Rewrite the rows below, changing every "traffic lane" to "bike lane" and keeping everything else the same. Omit the pictures from your answer.

□ □ □ □ □

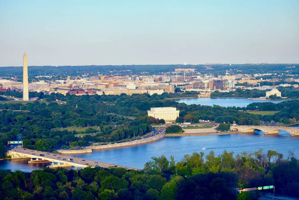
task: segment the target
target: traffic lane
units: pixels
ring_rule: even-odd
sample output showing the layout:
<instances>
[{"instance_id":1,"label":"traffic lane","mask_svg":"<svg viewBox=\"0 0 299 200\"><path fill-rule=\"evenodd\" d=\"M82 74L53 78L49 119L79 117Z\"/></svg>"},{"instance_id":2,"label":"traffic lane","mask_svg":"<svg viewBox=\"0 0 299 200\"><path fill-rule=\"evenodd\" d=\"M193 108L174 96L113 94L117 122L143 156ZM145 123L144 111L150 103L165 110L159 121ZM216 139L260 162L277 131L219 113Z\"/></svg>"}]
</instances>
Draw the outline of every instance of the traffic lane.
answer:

□ □ □ □ □

> [Task response]
task: segment the target
target: bike lane
units: pixels
ring_rule: even-odd
sample output showing the layout:
<instances>
[{"instance_id":1,"label":"bike lane","mask_svg":"<svg viewBox=\"0 0 299 200\"><path fill-rule=\"evenodd\" d=\"M82 74L53 78L49 119L79 117Z\"/></svg>"},{"instance_id":2,"label":"bike lane","mask_svg":"<svg viewBox=\"0 0 299 200\"><path fill-rule=\"evenodd\" d=\"M193 108L174 96L113 94L117 122L143 156ZM145 123L144 111L150 103L165 110L159 121ZM216 139L260 162L277 131L219 113Z\"/></svg>"}]
</instances>
Draw the outline of every instance of the bike lane.
answer:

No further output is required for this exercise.